Tasks to perform:
A. Who are all the people named in the Waihopai acquittal text?
B. Can you resume the Waihopai acquittal text, picking up right after its final sentence?

Study text:
The question was reserved under Section 380 of the Crimes Act, which provides for a trial judge to reserve questions of law for the Court of Appeal at the request of either the defendant or the prosecutor.
“If the result of the trial is acquittal the accused shall be discharged, subject to being again arrested if the Court of Appeal orders a new trial,” the law says.
Such an arrest would not be barred by rules against “double jeopardy”. Though the Bill of Rights says people who have been finally acquitted or convicted of an offence cannot be tried for it again, the Crown can get around that by effectively reserving the right to appeal an acquittal.
A similar tactic was used recently over the acquittal of Christchurch man George Gwaze whose case was appealed in the Supreme Court last month despite him having previously been found not guilty in May 2008 of the rape and murder of his 10-year-old niece. The Supreme Court has not yet issued a finding.
In the Waihopai case, the jury took two hours to acquit the defendants after finding they genuinely believed their actions would save lives and that the force they used was reasonable.
Mr Murnane said after the trial the trio knew what they had done “was right” because it was done for the greater good.
“That brought a claim of right and we knew we had a right to do that because we were saving people from much greater evil than the mere cutting of a bit of plastic.”
According to Auckland lawyer Peter Williams, QC, it may have been the first time the greater good defence was used in New Zealand.
Law Society criminal law sub-committee convener Jonathan Krebs said the “claim of right” was enshrined in statute law, but usually used in property cases, such as where a purchaser of stolen property believed the seller owned and had a claim of right to the property.
TV3 Sunrise programme host Oliver Driver was criticised today by Community Gaming Association chairman John Burke for suggesting the Waihopai decision provided legal justification for going into bars and smashing pokie machines, on the grounds that they were hurting problem gamblers and their families.
I was in NZ and travelling around the country when this happened. Photos of the deflated balloon were all over local and national papers and it seemed every person I spoke with, farmers or city-dwellers, conservatives or liberals, was delighted about the event.
I think think the argument came down to Lawful vs Legal (or Unlawful vs Illegal). The is a huge difference.
If their actions are lawful and they have the right to act then there’s not much anyone can do about it.

Dataset:
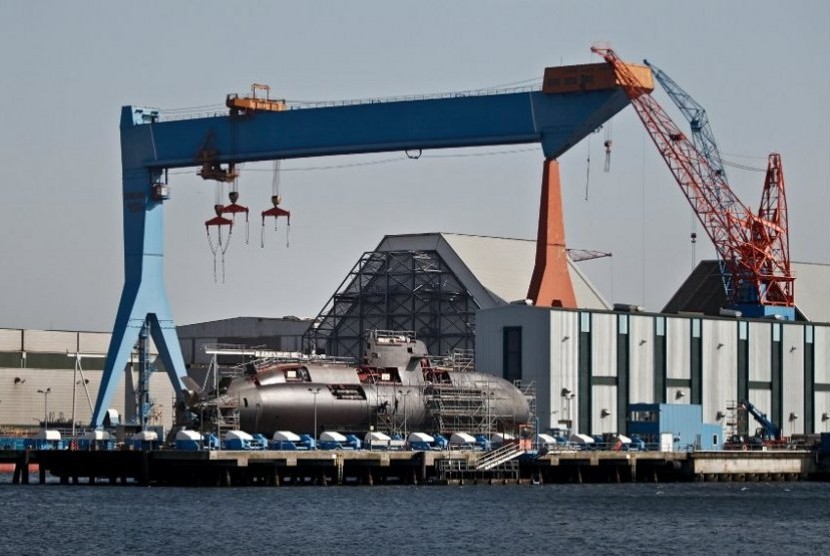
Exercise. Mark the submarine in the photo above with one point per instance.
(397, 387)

---

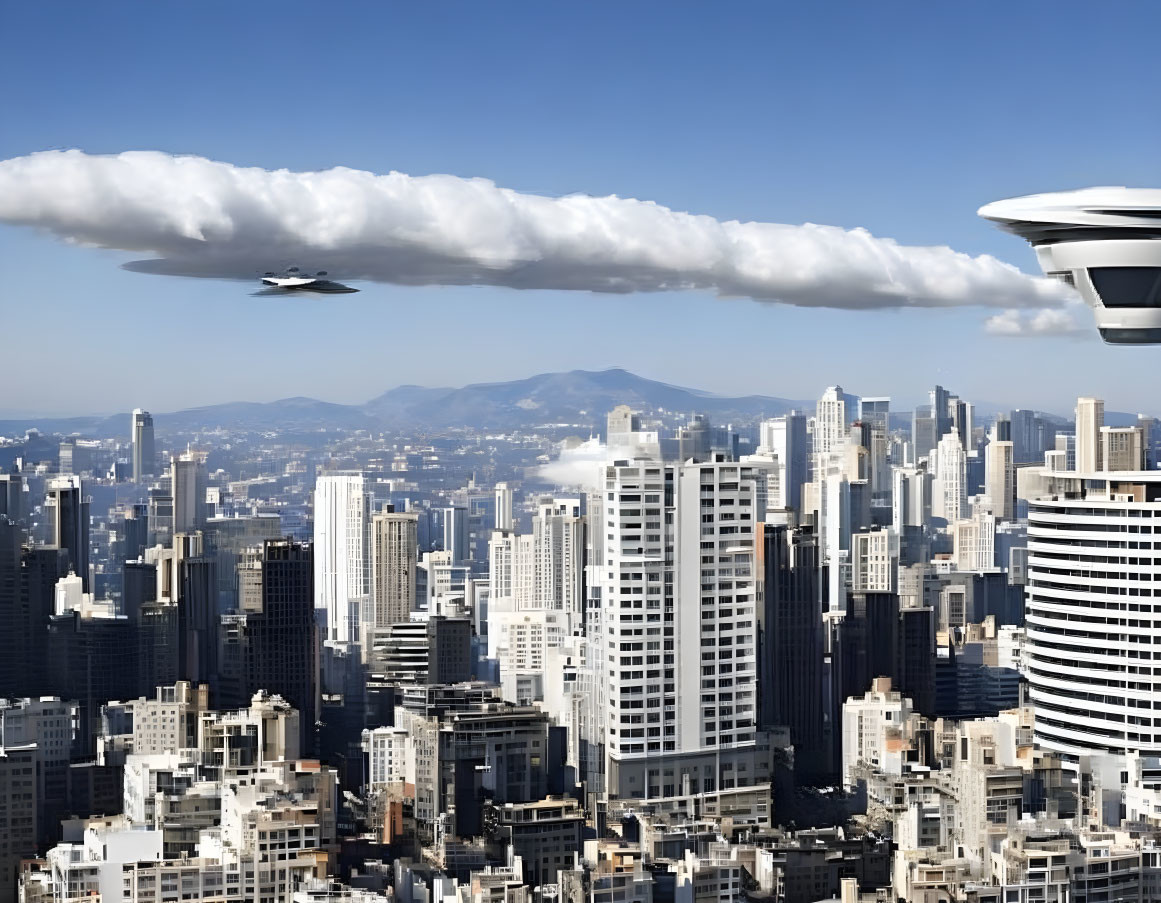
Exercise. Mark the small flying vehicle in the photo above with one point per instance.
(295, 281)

...

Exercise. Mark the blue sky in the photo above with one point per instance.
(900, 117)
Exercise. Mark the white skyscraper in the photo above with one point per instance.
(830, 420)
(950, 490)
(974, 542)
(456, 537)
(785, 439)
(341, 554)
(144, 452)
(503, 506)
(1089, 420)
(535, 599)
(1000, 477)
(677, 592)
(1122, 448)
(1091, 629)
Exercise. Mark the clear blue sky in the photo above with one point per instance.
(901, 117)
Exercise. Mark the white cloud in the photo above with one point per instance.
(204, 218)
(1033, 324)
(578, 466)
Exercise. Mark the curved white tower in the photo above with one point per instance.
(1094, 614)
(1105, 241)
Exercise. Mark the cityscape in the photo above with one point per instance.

Outputs by task:
A.
- Mr Murnane
- George Gwaze
- Peter Williams
- Jonathan Krebs
- Oliver Driver
- John Burke

B.
I haven’t seen their official “claim of right” document, but I am guessing it states outlines the legal justification of their right to act in this case.
Would love to see someone try it for cannabis…
“Would love to see someone try it for cannabis …”
Indeed. Lysander Spooner, back in 1875, nailed it. From his essay,
“Vices Are Not Crimes: A Vindication Of Moral Liberty
Vices are those acts by which a man harms himself or his property.
Crimes are those acts by which one man harms the person or property of another.
Vices are simply the errors which a man makes in his search after his own happiness. Unlike crimes, they imply no malice toward others, and no interference with their persons or property.
In vices, the very essence of crime — that is, the design to injure the person or property of another — is wanting.
It is a maxim of the law that there can be no crime without a criminal intent; that is, without the intent to invade the person or property of another. But no one ever practises a vice with any such criminal intent. He practises his vice for his own happiness solely, and not from any malice toward others.
Unless this clear distinction between vices and crimes be made and recognized by the laws, there can be on earth no such thing as individual right, liberty, or property; no such things as the right of one man to the control of his own person and property, and the corresponding and coequal rights of another man to the control of his own person and property.
For a government to declare a vice to be a crime, and to punish it as such, is an attempt to falsify the very nature of things. It is as absurd as it would be to declare truth to be falsehood, or falsehood truth.”